● Problem details
Pull out of the records below everything from the line that contains "Class, indicate each instance of the bird's breast" down to the line that contains "Class, indicate each instance of the white pillow", both of those lines included, and repeat it word for word. Give only those lines.

Dataset excerpts on object pointing
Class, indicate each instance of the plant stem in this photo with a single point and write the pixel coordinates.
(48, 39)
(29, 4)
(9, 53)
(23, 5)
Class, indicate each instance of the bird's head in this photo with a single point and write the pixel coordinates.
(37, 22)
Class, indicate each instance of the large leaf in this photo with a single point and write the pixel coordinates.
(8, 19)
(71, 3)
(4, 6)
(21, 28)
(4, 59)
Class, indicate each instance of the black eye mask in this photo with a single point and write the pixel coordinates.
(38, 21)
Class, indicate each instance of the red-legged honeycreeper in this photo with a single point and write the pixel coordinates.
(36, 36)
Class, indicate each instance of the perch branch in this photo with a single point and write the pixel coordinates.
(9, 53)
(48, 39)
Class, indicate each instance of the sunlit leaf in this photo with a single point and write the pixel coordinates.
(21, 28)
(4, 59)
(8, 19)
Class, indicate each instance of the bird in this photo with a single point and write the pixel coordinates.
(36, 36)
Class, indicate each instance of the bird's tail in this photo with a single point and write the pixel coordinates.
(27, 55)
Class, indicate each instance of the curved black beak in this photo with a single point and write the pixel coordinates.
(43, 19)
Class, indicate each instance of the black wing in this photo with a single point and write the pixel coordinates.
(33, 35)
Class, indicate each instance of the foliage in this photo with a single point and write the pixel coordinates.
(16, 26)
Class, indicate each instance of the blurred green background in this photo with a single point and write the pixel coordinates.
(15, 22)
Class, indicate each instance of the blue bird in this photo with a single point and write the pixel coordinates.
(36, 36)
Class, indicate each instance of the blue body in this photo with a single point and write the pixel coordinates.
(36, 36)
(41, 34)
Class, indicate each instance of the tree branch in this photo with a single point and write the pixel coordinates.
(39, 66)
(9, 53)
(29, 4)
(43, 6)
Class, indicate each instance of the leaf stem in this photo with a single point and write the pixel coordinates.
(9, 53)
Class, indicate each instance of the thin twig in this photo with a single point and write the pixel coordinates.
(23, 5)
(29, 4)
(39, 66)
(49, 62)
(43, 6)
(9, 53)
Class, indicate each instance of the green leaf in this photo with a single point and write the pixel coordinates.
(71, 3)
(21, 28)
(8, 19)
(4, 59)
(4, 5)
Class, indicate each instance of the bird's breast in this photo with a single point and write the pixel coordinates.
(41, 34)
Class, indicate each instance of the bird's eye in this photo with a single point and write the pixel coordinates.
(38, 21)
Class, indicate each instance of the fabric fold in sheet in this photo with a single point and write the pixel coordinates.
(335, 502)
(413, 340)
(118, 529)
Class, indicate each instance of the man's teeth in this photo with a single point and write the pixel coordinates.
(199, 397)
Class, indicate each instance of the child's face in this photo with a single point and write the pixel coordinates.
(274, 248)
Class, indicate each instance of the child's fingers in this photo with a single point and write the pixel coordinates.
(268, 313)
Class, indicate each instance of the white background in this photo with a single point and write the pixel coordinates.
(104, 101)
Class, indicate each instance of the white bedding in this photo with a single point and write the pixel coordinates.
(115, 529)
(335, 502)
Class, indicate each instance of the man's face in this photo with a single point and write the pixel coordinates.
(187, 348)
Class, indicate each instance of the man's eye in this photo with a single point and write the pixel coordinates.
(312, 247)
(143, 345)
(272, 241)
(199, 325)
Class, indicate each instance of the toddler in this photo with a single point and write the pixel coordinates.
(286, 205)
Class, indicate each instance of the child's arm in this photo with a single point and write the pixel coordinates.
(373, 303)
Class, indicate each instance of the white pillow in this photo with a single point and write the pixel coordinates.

* * *

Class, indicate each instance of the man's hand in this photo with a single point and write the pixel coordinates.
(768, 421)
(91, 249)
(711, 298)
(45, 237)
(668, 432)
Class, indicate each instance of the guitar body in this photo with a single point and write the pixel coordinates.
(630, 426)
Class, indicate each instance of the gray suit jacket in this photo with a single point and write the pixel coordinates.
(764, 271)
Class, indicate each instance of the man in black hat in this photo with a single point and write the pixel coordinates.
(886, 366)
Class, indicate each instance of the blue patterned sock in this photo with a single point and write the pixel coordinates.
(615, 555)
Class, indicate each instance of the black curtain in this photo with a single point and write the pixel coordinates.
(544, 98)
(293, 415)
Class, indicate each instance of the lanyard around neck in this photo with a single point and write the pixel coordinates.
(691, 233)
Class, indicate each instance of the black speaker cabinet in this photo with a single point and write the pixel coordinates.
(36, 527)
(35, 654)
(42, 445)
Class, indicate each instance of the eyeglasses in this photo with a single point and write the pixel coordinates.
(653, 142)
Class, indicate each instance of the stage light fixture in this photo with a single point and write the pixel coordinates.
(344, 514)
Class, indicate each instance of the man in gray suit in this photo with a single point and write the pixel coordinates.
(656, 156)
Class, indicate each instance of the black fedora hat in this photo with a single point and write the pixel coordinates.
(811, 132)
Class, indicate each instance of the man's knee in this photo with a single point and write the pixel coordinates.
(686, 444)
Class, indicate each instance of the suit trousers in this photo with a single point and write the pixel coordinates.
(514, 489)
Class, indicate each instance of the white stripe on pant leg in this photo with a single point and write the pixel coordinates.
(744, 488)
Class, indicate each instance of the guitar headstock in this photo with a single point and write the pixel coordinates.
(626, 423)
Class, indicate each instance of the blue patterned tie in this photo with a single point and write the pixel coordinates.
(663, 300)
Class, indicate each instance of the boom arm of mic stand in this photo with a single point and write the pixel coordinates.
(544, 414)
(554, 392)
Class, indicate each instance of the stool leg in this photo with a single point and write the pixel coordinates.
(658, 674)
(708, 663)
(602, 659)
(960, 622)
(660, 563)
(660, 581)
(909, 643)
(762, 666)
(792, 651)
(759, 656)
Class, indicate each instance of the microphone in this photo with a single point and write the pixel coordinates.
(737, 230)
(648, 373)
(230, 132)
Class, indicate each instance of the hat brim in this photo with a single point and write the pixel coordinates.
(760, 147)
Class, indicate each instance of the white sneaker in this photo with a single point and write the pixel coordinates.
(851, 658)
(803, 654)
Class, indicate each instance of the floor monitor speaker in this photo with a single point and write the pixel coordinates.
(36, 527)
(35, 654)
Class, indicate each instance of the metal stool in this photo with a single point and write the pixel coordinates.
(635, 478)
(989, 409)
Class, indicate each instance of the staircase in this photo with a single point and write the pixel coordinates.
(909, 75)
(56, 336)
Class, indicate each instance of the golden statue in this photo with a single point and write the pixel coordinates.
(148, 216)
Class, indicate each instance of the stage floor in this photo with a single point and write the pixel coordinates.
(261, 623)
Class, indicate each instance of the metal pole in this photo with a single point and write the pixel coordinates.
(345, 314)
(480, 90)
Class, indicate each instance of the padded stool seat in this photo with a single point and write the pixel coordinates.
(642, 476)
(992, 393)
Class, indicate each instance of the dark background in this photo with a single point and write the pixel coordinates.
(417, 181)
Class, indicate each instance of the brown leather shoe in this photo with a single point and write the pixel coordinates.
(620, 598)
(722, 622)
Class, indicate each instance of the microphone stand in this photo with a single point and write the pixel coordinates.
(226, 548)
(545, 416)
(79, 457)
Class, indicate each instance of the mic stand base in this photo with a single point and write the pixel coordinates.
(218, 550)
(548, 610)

* * *

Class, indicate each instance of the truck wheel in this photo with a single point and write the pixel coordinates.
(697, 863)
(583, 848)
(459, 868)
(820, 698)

● Exercise answer
Class, indicate each instance of the bird's breast in this photo with a single point and write the pixel coordinates.
(41, 34)
Class, indicate each instance of the bird's eye in this photo with a single point and write the pixel coordinates.
(38, 21)
Class, indicate each instance of the fabric fold in sheet in this photo with a single point and write the pixel coordinates.
(335, 502)
(413, 340)
(118, 529)
Class, indicate each instance of the man's teeth in this photo with a single point and write the pixel coordinates.
(199, 397)
Class, indicate each instance of the child's face in this photo with a single point and write the pixel coordinates.
(274, 248)
Class, indicate each instance of the child's fingers in this photo with a single point and write the pixel coordinates.
(268, 313)
Class, indicate each instance of the white background in this photo with a single point and write the pixel coordinates.
(104, 101)
Class, indicate each instance of the white bedding in this photo with a single point and write the pixel coordinates.
(115, 529)
(335, 502)
Class, indicate each instance of the man's face in this photo with a single point and write the pixel coordinates.
(187, 348)
Class, indicate each instance of the man's eye in this photo with a single point and write the pixel coordinates.
(312, 247)
(143, 345)
(272, 241)
(199, 325)
Class, indicate each instance of the toddler in this photo with a single point and write the pixel coordinates.
(286, 205)
Class, indicate each instance of the child's arm in this photo with a single point and write the pixel coordinates.
(373, 303)
Class, indicate each instance of the white pillow in this photo with a single point and write the pixel coordinates.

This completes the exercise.